=== Task details ===
Rescale the entries below by writing every line out again with its wording unchanged, except that each coordinate in the answers is multiplied by 0.25 and rounded to a whole number, with halves rounded up.

=== Recorded information ===
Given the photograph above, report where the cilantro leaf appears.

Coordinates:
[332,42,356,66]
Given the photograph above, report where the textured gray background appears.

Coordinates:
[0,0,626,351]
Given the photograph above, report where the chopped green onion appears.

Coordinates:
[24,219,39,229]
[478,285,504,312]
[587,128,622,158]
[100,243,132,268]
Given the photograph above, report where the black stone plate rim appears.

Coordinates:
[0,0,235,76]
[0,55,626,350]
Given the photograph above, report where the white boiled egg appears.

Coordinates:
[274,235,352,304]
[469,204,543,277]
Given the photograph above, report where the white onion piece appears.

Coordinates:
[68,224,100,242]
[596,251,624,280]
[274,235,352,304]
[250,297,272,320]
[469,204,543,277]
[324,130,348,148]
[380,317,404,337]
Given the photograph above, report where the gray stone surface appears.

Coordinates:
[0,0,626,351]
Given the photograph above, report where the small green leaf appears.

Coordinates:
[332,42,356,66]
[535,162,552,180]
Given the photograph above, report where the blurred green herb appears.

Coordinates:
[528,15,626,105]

=== Written answer ===
Given the photograph above, report where the cilantro leaf appears.

Coordinates:
[83,11,89,17]
Given the photograph above, report where the textured gray background appears.

Coordinates:
[0,0,157,88]
Given the photograph above, report where the chopped green onion appears.

Coordinates:
[6,55,10,57]
[120,71,126,78]
[147,32,156,40]
[25,61,33,67]
Given the photograph above, report where the black stone plate rim appears.

Coordinates:
[0,0,59,19]
[0,14,157,88]
Given the photograph above, report where the white boiled egg appears.

Coordinates:
[69,59,88,76]
[117,51,136,69]
Given the photograph above, report where the white onion piece appears.

Coordinates:
[17,56,25,61]
[149,63,156,70]
[69,59,88,76]
[63,74,68,80]
[117,51,136,69]
[81,33,87,37]
[95,79,101,84]
Given the photograph above, report where the gray stone surface appears.

Coordinates:
[0,0,157,88]
Given the photograph above, report where the small green leaf appears.

Coordinates:
[83,11,89,17]
[134,41,138,45]
Given the photograph above, report where the blurred green herb appears.

Coordinates:
[132,4,157,26]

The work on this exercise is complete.